## THE DATA
⟨
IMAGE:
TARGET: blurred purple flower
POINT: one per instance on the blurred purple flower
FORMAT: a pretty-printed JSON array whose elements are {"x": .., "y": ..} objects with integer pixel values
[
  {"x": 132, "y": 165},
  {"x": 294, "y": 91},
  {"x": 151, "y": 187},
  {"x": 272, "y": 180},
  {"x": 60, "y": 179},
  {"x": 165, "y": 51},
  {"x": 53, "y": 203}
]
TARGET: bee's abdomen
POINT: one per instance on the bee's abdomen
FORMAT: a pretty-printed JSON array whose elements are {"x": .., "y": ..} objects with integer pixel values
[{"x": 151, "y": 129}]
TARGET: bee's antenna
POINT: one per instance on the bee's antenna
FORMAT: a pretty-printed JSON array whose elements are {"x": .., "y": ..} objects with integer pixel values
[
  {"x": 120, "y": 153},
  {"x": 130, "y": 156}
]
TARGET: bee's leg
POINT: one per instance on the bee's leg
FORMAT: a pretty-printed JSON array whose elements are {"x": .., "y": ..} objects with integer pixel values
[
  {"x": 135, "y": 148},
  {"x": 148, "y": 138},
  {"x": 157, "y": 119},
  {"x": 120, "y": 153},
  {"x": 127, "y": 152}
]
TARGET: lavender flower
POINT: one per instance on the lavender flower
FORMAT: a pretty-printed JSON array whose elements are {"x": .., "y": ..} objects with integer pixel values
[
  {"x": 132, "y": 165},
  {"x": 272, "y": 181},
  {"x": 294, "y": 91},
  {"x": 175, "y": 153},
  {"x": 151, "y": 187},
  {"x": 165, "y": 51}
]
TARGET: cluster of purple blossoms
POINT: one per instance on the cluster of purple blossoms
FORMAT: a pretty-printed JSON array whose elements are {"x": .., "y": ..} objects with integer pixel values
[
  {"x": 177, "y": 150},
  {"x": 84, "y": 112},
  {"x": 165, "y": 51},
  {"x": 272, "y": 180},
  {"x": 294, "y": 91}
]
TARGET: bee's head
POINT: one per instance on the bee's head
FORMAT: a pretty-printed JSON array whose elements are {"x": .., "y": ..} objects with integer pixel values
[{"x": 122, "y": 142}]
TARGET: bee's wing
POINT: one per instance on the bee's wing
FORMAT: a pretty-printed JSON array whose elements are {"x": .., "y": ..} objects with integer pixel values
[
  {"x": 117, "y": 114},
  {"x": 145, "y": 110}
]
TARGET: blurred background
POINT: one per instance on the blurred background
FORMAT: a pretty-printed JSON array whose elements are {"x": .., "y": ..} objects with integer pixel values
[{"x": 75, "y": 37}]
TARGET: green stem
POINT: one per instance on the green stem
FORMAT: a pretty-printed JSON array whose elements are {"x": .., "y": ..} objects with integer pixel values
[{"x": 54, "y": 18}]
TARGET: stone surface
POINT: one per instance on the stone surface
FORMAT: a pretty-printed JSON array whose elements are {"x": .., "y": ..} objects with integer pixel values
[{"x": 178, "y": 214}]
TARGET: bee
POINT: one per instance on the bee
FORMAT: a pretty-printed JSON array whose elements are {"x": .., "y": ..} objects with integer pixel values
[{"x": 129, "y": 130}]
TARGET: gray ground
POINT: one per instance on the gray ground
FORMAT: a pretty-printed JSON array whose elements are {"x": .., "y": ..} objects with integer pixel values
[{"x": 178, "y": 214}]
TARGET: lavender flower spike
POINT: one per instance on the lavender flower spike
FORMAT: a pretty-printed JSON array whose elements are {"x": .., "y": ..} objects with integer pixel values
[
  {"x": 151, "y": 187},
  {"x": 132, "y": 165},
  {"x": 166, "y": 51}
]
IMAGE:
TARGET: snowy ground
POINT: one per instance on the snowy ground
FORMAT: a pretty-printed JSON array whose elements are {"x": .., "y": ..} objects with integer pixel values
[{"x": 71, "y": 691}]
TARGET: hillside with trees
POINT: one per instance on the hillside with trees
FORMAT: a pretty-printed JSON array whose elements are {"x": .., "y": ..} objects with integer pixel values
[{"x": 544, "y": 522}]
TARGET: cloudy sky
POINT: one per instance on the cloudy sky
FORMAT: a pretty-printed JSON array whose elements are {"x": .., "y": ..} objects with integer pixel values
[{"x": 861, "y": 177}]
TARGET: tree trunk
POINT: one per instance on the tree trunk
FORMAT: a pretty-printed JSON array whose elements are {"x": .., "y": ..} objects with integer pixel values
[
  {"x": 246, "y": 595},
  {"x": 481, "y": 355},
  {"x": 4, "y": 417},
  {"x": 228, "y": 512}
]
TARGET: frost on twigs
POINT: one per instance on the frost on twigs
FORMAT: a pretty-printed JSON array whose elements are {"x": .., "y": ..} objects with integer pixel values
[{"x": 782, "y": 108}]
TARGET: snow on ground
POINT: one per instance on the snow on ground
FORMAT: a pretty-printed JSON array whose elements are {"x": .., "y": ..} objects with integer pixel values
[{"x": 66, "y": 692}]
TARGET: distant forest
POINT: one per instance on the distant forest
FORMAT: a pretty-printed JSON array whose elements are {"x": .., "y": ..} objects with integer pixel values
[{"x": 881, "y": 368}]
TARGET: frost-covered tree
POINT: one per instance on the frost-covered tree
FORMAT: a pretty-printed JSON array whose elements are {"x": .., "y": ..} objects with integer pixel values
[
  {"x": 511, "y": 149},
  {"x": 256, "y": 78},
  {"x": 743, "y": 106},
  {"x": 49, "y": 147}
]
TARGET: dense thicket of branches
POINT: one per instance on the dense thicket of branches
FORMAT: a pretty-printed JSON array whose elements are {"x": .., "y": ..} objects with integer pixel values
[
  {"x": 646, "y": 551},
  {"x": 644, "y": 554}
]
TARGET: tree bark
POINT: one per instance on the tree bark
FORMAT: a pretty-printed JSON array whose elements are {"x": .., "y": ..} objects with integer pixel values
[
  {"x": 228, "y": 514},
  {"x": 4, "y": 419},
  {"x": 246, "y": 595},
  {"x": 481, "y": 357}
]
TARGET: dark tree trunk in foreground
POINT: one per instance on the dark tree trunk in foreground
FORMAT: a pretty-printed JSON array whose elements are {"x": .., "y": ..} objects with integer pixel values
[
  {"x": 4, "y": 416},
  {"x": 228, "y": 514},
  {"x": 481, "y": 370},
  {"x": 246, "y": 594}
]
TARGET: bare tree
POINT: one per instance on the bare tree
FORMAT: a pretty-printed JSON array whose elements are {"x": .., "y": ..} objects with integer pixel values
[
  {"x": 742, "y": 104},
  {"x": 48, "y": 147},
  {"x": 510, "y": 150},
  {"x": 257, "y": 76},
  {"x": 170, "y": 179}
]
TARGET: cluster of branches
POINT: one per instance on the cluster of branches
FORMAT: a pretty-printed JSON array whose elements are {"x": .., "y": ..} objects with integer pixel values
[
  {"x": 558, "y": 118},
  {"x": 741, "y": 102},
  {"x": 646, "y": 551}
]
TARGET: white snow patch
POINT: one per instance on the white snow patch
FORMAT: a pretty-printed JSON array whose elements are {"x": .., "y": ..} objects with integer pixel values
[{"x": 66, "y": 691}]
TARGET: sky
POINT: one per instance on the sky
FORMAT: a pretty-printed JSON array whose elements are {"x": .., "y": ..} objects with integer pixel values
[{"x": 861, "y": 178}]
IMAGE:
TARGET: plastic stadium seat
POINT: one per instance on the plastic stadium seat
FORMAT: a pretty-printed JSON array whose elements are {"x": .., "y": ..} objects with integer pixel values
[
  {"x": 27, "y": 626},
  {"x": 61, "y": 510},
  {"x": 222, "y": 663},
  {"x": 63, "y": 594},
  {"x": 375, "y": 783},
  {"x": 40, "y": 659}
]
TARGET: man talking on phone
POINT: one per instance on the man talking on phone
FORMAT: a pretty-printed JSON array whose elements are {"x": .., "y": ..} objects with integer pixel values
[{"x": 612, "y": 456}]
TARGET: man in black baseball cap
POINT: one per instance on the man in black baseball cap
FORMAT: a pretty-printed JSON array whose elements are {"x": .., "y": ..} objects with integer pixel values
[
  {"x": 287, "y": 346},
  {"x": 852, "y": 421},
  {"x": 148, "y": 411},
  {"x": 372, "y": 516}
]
⟩
## PROBLEM STATEMENT
I'd like the lines above from the one with "POINT: one per instance on the dark" up to and including the one with "POINT: one per instance on the bare tree" copied exactly, with no other lines.

## SOLUTION
POINT: one per instance on the dark tree trunk in foreground
FORMAT: a pretty-printed JSON array whose elements are {"x": .., "y": ..} objects with integer pixel values
[
  {"x": 4, "y": 416},
  {"x": 228, "y": 514},
  {"x": 481, "y": 370},
  {"x": 246, "y": 594}
]
TARGET: bare tree
POINT: one per instance on the bare tree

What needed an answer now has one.